| SCHRIFTLICHE AUFGABE |
Schreiben Sie aus dem Pachtvertrag den Abschnitt ab, der bei den Worten „5) Die Kommanditisten“ beginnt und nach den Worten „und Schuldenstand übergeben.“ endet.

| LESETEXT |
%%

2) Dem Pächter wird zur Kenntnis gebracht, daß Verträge mit der Brau-AG und mit Tiroler Frischgetränke (für antialkoholische Getränke) bestehen. Diese Verträge sind ablösbar. Um diese Angelegenheit wird sich der Pächter kümmern, ohne Kostenbelastung für den Verpächter.
3) Eventuelle Umbaukosten sind vom Pächter zu tragen und müssen vorher schriftlich mit einer Beschreibung des Umbaues vom Verpächter genehmigt werden.
4) Das Pachtverhältnis beginnt mit 1. Dezember 1985 und endet am 30. November 1995, ohne daß es einer vorhergehenden schriftlichen Kündigung bedarf. Sollte das Pachtverhältnis fortgesetzt werden, so ist bis spätestens 1. Juli 1995 über einen neuerlichen Vertrag, Einigung darüber zu erzielen.
5) Die Kommanditisten der IP-V***- UND
H*** mbH Co. KG "Hotel Schlösslhof" räumt dem Pächter ein Vorkaufsrecht seiner Gesellschaftsanteile ein. Die Preisbasis hiefür wird mit ÖS 5,000.000,-- netto zum 1. Dezember 1985 vorerst festgelegt. Dieser Preis ist ebenfalls, sowie der gesamte Pachtvertrag an den Verbraucherpreisindex 1976 gebunden. Frühestens kann der Pächter ab 1. Dezember 1993 wegen einem Kauf der Gesellschaftsanteile Top 1 der Liegenschaft Kögelestraße 19, an den Verpächter (bzw. Kommanditisten) herantreten. Im Falle eines Kaufes wird die Gesellschaft mit einem ausgeglichenen Forderungs- und Schuldenstand übergeben.
6) Die Pacht beträgt für das oben bezeichnete Objekt ab 1. Dezember 1985 monatlich S 40.000,-- (in Worten: Schilling vierzigtausend). Zu diesen Beträgen kommt die gesetzliche Mehrwertsteuer noch dazu. Alle mit der Liegenschaft verbundenen Betriebskosten und Abgaben werden vom Pächter getragen.
7) Index:
Am Ende des zweiten Pachtjahres wird der Index laut Vereinbarung festgehalten (Verbraucherpreisindex 1976). Erst ab diesem Tag wird die Pacht (bei mehr als 3 %-iger Erhöhung) angehoben (einmal jährlich zum Jahresstichtag). Diese Vereinbarung wird in dem beiliegenden Pachtvertrag, der seinerseits mit dem Pächter S*** abgeschlossen wurde, eingearbeitet.
8) Der Verpächter ist berechtigt, in regelmäßigen Abständen zu den normalen Betriebszeiten, das Objekt auf seinen Zustand zu überprüfen, bzw. durch beauftragte Personen überprüfen zu lassen.

%%

| Einträge des Zeige-Datensatzes |
%%

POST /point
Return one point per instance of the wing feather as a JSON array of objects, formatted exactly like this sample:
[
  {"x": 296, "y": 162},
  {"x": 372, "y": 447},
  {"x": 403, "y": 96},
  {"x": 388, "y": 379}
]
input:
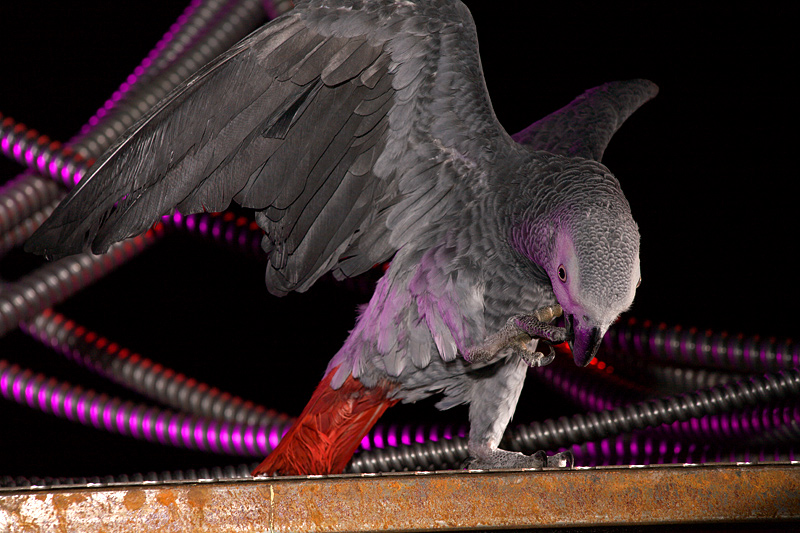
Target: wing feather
[
  {"x": 340, "y": 126},
  {"x": 584, "y": 127}
]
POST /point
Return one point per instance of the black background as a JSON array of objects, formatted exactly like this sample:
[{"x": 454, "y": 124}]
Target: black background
[{"x": 707, "y": 167}]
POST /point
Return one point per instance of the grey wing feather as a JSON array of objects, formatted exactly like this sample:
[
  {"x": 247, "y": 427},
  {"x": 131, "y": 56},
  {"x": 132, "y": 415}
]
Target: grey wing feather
[
  {"x": 340, "y": 126},
  {"x": 584, "y": 127}
]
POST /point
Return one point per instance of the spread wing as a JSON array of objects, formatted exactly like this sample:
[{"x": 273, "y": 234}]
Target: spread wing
[
  {"x": 584, "y": 127},
  {"x": 347, "y": 130}
]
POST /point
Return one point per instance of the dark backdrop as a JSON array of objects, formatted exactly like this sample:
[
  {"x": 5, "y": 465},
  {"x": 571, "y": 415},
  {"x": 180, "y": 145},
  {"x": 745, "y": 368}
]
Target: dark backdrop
[{"x": 707, "y": 168}]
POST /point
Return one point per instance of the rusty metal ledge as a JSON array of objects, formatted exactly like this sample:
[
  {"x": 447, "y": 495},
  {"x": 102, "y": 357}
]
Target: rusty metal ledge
[{"x": 418, "y": 501}]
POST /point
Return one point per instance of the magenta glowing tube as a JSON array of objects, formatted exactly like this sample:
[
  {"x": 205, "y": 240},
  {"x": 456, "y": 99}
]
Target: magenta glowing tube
[{"x": 128, "y": 418}]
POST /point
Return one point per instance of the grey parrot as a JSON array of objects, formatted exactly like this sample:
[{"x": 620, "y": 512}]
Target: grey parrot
[{"x": 361, "y": 132}]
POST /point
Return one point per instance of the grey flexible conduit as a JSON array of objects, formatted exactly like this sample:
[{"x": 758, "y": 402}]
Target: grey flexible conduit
[{"x": 676, "y": 344}]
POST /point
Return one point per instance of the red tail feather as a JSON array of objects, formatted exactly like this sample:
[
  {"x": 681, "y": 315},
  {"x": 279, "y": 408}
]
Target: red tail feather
[{"x": 329, "y": 430}]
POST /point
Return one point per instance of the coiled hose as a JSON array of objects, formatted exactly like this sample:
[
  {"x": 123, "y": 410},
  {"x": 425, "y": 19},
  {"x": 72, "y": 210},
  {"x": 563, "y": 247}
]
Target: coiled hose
[{"x": 676, "y": 345}]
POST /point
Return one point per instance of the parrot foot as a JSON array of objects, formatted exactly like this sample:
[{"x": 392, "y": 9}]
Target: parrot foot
[
  {"x": 504, "y": 459},
  {"x": 518, "y": 331}
]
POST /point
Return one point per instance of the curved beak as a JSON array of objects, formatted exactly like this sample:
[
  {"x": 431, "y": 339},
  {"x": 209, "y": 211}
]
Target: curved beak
[{"x": 584, "y": 340}]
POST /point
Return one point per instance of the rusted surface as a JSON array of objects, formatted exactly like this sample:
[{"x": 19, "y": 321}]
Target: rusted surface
[{"x": 417, "y": 501}]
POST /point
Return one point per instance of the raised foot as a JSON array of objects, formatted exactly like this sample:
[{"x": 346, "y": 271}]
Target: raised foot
[
  {"x": 505, "y": 459},
  {"x": 517, "y": 333}
]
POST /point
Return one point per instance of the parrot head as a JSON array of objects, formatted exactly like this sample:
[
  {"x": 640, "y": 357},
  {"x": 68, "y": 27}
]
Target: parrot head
[{"x": 594, "y": 272}]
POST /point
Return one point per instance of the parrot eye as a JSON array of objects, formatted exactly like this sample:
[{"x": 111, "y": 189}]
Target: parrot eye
[{"x": 562, "y": 273}]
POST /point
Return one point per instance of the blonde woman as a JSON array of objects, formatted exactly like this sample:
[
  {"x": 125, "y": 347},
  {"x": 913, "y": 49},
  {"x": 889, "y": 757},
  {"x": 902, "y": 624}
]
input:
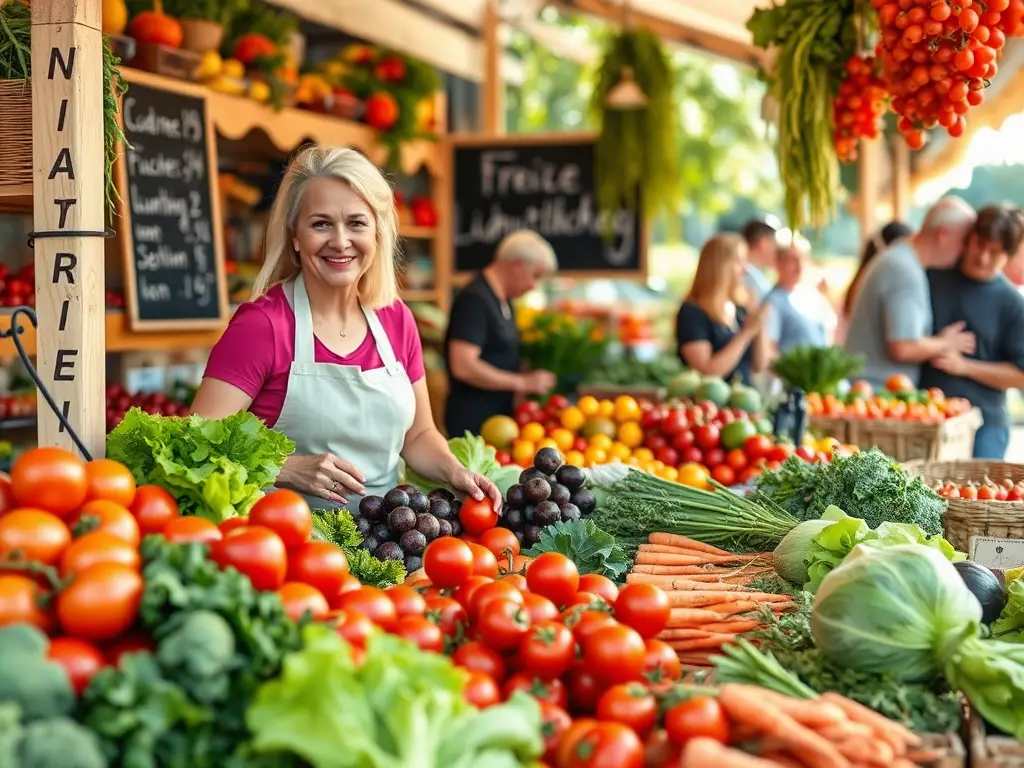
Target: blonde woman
[
  {"x": 715, "y": 333},
  {"x": 325, "y": 351}
]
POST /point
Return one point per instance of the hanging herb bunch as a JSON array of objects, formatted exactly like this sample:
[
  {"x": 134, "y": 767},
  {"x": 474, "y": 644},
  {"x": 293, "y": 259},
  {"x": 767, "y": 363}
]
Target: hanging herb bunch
[
  {"x": 15, "y": 64},
  {"x": 637, "y": 153},
  {"x": 811, "y": 41}
]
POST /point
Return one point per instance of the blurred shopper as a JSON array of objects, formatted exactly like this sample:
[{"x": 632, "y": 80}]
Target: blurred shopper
[
  {"x": 761, "y": 248},
  {"x": 482, "y": 343},
  {"x": 891, "y": 323},
  {"x": 977, "y": 294},
  {"x": 715, "y": 333},
  {"x": 891, "y": 232},
  {"x": 800, "y": 312}
]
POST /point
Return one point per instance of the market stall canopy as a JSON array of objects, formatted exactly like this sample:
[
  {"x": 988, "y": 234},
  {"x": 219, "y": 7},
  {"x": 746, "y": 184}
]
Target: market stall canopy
[{"x": 448, "y": 34}]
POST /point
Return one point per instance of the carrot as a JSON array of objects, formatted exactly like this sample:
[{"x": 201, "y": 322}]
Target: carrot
[
  {"x": 677, "y": 540},
  {"x": 701, "y": 753},
  {"x": 762, "y": 713}
]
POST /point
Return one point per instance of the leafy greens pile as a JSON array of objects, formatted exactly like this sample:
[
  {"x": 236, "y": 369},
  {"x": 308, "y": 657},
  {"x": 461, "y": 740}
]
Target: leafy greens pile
[
  {"x": 401, "y": 707},
  {"x": 215, "y": 468},
  {"x": 867, "y": 484},
  {"x": 474, "y": 455}
]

%%

| SCHRIFTLICHE ANTWORT |
5) Die Kommanditisten der IP-V***- UND
H*** mbH Co. KG "Hotel Schlösslhof" räumt dem Pächter ein Vorkaufsrecht seiner Gesellschaftsanteile ein. Die Preisbasis hiefür wird mit ÖS 5,000.000,-- netto zum 1. Dezember 1985 vorerst festgelegt. Dieser Preis ist ebenfalls, sowie der gesamte Pachtvertrag an den Verbraucherpreisindex 1976 gebunden. Frühestens kann der Pächter ab 1. Dezember 1993 wegen einem Kauf der Gesellschaftsanteile Top 1 der Liegenschaft Kögelestraße 19, an den Verpächter (bzw. Kommanditisten) herantreten. Im Falle eines Kaufes wird die Gesellschaft mit einem ausgeglichenen Forderungs- und Schuldenstand übergeben.